### PROBLEM TO WORK ON:
Please copy every line of the records below without any change, but leave the pictures out of your answer.

--- EXTRACTED INFORMATION Enclosed Below ---

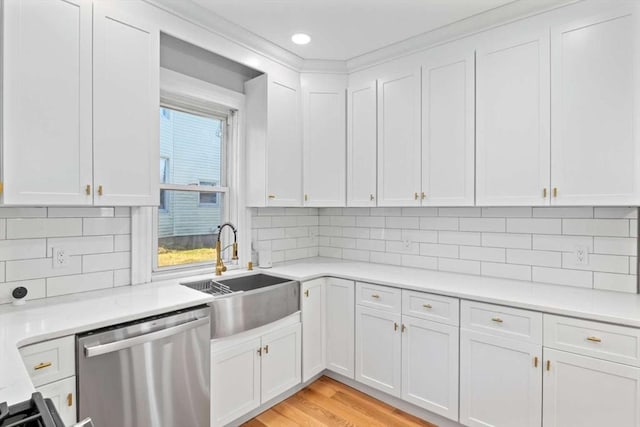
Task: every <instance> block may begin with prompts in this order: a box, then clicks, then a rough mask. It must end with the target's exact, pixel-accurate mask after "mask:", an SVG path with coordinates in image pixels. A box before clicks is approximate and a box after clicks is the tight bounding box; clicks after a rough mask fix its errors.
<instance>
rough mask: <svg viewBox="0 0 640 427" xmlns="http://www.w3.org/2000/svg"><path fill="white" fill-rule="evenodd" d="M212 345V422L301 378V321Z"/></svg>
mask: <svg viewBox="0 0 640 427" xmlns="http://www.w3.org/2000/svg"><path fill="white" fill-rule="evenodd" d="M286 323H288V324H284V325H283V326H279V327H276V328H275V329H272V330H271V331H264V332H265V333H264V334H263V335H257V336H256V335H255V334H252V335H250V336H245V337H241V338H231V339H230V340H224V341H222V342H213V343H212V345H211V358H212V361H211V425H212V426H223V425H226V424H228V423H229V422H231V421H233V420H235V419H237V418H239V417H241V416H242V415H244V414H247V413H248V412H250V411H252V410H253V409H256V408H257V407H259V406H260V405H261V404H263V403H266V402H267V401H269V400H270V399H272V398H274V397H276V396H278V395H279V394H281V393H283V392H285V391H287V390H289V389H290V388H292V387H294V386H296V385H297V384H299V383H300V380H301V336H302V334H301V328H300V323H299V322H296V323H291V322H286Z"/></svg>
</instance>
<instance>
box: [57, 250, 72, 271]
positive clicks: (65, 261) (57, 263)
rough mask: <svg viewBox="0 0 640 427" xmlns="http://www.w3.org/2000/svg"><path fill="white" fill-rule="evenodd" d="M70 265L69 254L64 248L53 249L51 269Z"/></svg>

--- End of Enclosed EXTRACTED INFORMATION ---

### ANSWER SPACE:
Task: every <instance> block may begin with prompts in this order: a box, then clicks, then a rough mask. It must end with the target's exact, pixel-accurate mask after "mask:", an SVG path with coordinates in image pixels. A box before clicks is approximate and a box after clicks is the tight bounding box; clicks after a rough mask fix its errors.
<instance>
rough mask: <svg viewBox="0 0 640 427" xmlns="http://www.w3.org/2000/svg"><path fill="white" fill-rule="evenodd" d="M212 345V422L301 378V321Z"/></svg>
mask: <svg viewBox="0 0 640 427" xmlns="http://www.w3.org/2000/svg"><path fill="white" fill-rule="evenodd" d="M286 323H288V324H284V325H283V326H279V327H276V328H275V329H272V330H271V331H264V332H265V333H264V334H263V335H257V336H256V335H255V334H252V335H250V336H245V337H241V338H231V339H230V340H224V341H222V342H213V343H212V345H211V358H212V361H211V425H212V426H223V425H226V424H228V423H229V422H231V421H233V420H235V419H237V418H239V417H241V416H242V415H244V414H247V413H248V412H250V411H252V410H253V409H256V408H257V407H259V406H260V405H261V404H263V403H266V402H267V401H269V400H270V399H272V398H274V397H276V396H278V395H279V394H281V393H283V392H285V391H287V390H289V389H290V388H292V387H294V386H296V385H297V384H299V383H300V380H301V336H302V334H301V328H300V323H299V322H296V323H291V322H286Z"/></svg>
</instance>
<instance>
box: [57, 250, 72, 271]
positive clicks: (65, 261) (57, 263)
rough mask: <svg viewBox="0 0 640 427" xmlns="http://www.w3.org/2000/svg"><path fill="white" fill-rule="evenodd" d="M70 265L69 254L64 248L53 249L51 269Z"/></svg>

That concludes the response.